Verbatim copy, images omitted: return the full listing.

■ **Records for the exercise**:
········

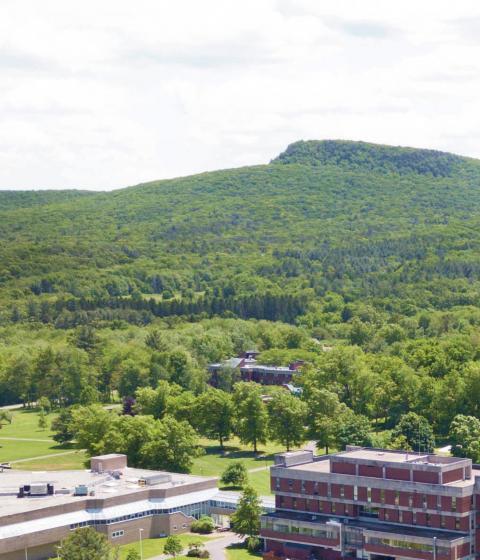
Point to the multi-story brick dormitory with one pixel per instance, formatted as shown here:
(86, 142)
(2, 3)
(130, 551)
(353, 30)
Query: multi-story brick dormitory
(251, 370)
(373, 503)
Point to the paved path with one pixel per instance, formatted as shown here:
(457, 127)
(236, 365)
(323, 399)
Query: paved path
(11, 407)
(257, 469)
(216, 546)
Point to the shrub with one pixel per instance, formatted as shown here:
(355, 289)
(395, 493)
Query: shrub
(203, 525)
(253, 544)
(235, 475)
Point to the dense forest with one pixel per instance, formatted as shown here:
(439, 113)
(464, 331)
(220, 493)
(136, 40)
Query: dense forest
(362, 260)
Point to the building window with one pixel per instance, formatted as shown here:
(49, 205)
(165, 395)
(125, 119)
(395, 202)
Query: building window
(117, 534)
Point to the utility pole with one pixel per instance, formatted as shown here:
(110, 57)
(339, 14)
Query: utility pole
(140, 542)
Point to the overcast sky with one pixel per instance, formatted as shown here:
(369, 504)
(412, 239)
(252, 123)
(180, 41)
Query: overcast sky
(107, 93)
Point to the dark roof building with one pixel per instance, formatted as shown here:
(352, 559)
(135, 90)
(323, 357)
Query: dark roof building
(372, 504)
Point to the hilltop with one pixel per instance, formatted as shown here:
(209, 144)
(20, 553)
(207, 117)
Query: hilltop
(392, 224)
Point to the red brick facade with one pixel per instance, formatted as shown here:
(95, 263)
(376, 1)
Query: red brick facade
(372, 503)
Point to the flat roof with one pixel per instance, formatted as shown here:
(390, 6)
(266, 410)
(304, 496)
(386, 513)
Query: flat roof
(323, 466)
(377, 526)
(105, 486)
(382, 455)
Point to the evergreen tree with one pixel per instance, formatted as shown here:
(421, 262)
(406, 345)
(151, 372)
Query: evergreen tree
(252, 415)
(85, 544)
(246, 518)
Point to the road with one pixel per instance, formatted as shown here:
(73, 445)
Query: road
(216, 546)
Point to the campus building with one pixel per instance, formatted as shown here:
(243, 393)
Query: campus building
(251, 370)
(373, 504)
(39, 509)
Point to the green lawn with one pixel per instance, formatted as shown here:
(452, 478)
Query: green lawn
(237, 552)
(154, 547)
(214, 462)
(23, 429)
(260, 480)
(78, 460)
(25, 425)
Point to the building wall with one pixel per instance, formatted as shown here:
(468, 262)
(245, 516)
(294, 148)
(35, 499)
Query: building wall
(42, 545)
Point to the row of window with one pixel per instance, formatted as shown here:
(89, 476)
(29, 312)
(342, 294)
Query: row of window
(407, 545)
(369, 494)
(117, 534)
(192, 510)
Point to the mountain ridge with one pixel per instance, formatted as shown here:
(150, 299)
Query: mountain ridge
(366, 155)
(287, 227)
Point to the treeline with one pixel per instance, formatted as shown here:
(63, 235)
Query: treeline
(70, 313)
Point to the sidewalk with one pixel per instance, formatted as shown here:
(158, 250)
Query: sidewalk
(216, 546)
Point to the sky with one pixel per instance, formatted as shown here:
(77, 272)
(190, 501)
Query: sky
(108, 93)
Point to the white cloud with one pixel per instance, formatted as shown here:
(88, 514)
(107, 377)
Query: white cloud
(106, 94)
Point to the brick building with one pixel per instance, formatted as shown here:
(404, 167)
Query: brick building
(373, 504)
(251, 370)
(39, 509)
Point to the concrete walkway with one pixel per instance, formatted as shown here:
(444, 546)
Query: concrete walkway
(216, 546)
(27, 439)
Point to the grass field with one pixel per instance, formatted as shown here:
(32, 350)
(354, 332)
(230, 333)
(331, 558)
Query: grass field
(215, 461)
(154, 547)
(260, 480)
(239, 552)
(23, 439)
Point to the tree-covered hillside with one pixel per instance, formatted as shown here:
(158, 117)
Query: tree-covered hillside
(396, 226)
(362, 260)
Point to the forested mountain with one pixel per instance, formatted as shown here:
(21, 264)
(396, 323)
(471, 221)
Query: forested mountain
(395, 225)
(372, 250)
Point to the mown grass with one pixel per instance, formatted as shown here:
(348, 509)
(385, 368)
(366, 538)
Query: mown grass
(240, 552)
(215, 461)
(154, 547)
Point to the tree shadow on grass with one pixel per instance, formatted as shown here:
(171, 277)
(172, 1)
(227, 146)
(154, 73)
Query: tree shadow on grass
(236, 454)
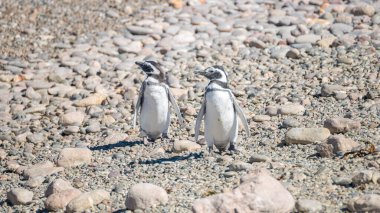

········

■ **Your response**:
Point to the multi-story brick dormitory with one pixel per instance, formatted as shown here:
(86, 142)
(2, 3)
(130, 551)
(353, 30)
Query: multi-story brick dormitory
(251, 370)
(373, 503)
Point to the paved path with one pixel per instance, formatted as shown here:
(457, 127)
(236, 365)
(323, 399)
Query: paved path
(11, 407)
(257, 469)
(216, 546)
Point to the shrub with one pixel per instance, formatted as shown here:
(355, 289)
(395, 493)
Query: shrub
(203, 525)
(253, 544)
(235, 475)
Point to the dense forest with one pixel per instance, formatted as shown here:
(439, 113)
(464, 331)
(220, 493)
(136, 40)
Query: dense forest
(362, 260)
Point to the building window with one pixel per instance, formatted as shown here:
(49, 205)
(165, 395)
(125, 119)
(395, 202)
Query: building window
(117, 534)
Point to the utility pole with one pixel per instance, formatted as shown here:
(110, 57)
(339, 14)
Query: utility pole
(140, 542)
Point to the overcast sky with one pixel per instance, formatted as shown here:
(369, 504)
(412, 239)
(252, 123)
(180, 41)
Query: overcast sky
(107, 93)
Point to the dark roof building with one pixel per instance, formatted as shown here:
(352, 559)
(135, 90)
(323, 357)
Query: dark roof building
(372, 504)
Point to the hilltop with one pixel per instance, formatted as shown here:
(209, 144)
(20, 553)
(207, 117)
Query: hilltop
(392, 224)
Point to the red brick facade with one pixel per instance, formatted as shown here:
(95, 263)
(376, 1)
Query: red brick facade
(372, 503)
Point to the flat roof with one pixel per instance, formatted as shown here:
(390, 6)
(266, 410)
(304, 496)
(386, 513)
Query: flat roof
(323, 466)
(377, 526)
(105, 486)
(382, 455)
Point to the evergreen tree with one pixel per instance, formatted as shown here:
(421, 262)
(406, 345)
(151, 372)
Query: evergreen tree
(252, 415)
(85, 544)
(246, 518)
Point to the road with one pixel per instance, formatted as shown here:
(73, 445)
Query: road
(216, 546)
Point to the campus building with one pixel per instance, formatted as shown here:
(243, 393)
Query: campus building
(251, 370)
(373, 504)
(39, 509)
Point to the green lawn with one pixel per instance, formatted as shown here:
(452, 478)
Query: green lawn
(237, 552)
(154, 547)
(214, 462)
(23, 429)
(260, 480)
(78, 460)
(25, 425)
Point to the building wall with one pixel per instance, formatted as shown here:
(468, 262)
(245, 516)
(294, 148)
(35, 499)
Query: building wall
(42, 545)
Point to the row of window with one pixel per instance, formatted as shown here:
(89, 476)
(29, 312)
(342, 294)
Query: row of window
(407, 545)
(369, 494)
(117, 534)
(192, 510)
Point to the mountain ridge with one pixel per instance, formatted as shown here:
(150, 299)
Query: mountain ridge
(366, 155)
(287, 227)
Point to the treeline with one pixel per instance, formatted as shown here:
(63, 235)
Query: treeline
(70, 313)
Point to the sidewalk with one pixel per instance, formatted as shown here:
(158, 250)
Query: sidewalk
(216, 546)
Point to the sky with one pixel per instance, formatted as shown here:
(77, 272)
(190, 501)
Query: sky
(108, 93)
Point to the white cloud with one pixel per instance, formatted as shown here:
(88, 514)
(107, 377)
Query: white cloud
(106, 94)
Point to the brick building with one pixel per instance, formatted as shown here:
(404, 167)
Query: brick building
(373, 504)
(251, 370)
(39, 509)
Point to the concrete walkway with one pixel per instance, formatted as shown here:
(444, 546)
Query: concrete walkway
(216, 546)
(27, 439)
Point to the grass field with one pixel per instance, formatted as shown here:
(32, 350)
(354, 332)
(230, 333)
(331, 558)
Query: grass field
(215, 461)
(154, 547)
(260, 480)
(239, 552)
(23, 439)
Point to the tree-covered hillside with one pixel per instance, formatted as shown here:
(158, 117)
Query: tree-covered hillside
(396, 226)
(362, 260)
Point to the forested mountain with one pixel per instance, formatted as shown here:
(21, 264)
(396, 323)
(471, 221)
Query: forested mountain
(395, 225)
(372, 250)
Point to the mown grass with one pixel per instance, formatted as shown here:
(348, 509)
(385, 368)
(366, 538)
Query: mown grass
(240, 552)
(215, 461)
(154, 547)
Point to the tree shadow on grass with one pixel per instance, formatted as shown here:
(171, 277)
(172, 1)
(227, 146)
(154, 73)
Query: tree shadow on grass
(236, 454)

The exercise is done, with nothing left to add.